◆ Requirement: Write out the rows word for word from the very beginning, and stop once you have copied the line that contains "box: [241, 113, 269, 125]".
##########
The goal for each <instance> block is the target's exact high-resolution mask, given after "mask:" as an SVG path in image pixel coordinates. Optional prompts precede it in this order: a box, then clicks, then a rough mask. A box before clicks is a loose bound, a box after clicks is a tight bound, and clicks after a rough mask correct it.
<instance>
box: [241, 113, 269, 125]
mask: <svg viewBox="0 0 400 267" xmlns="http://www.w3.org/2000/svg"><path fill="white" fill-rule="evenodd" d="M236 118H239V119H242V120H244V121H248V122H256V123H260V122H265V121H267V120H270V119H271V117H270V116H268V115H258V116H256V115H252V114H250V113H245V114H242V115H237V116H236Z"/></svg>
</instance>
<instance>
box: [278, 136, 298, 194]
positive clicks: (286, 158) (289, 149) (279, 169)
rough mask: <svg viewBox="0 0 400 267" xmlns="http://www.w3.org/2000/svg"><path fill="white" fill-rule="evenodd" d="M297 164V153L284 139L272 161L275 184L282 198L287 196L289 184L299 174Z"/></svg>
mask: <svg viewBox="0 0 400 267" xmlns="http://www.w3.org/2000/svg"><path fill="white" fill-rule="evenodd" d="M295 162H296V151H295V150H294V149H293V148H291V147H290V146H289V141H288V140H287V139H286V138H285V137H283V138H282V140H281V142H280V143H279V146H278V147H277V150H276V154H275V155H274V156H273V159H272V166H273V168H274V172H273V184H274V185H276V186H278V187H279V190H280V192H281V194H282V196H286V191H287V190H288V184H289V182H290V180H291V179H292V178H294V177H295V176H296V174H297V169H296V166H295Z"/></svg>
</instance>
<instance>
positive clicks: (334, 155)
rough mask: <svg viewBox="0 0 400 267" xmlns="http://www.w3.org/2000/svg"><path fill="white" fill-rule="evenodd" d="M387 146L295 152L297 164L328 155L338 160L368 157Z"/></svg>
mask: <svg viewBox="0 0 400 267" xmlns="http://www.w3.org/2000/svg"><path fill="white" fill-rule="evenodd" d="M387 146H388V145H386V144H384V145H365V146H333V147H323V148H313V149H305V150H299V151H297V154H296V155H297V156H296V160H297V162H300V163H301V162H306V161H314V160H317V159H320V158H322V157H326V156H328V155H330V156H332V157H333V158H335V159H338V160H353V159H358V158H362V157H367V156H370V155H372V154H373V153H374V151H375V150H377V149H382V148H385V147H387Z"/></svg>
##########
◆ Result:
The goal for each <instance> block is the target's exact high-resolution mask, given after "mask:" as an SVG path in image pixel coordinates. Optional prompts precede it in this order: a box, then clicks, then a rough mask. A box before clicks is a loose bound, a box after clicks is a tight bound, and clicks after a rough mask correct it.
<instance>
box: [241, 113, 269, 125]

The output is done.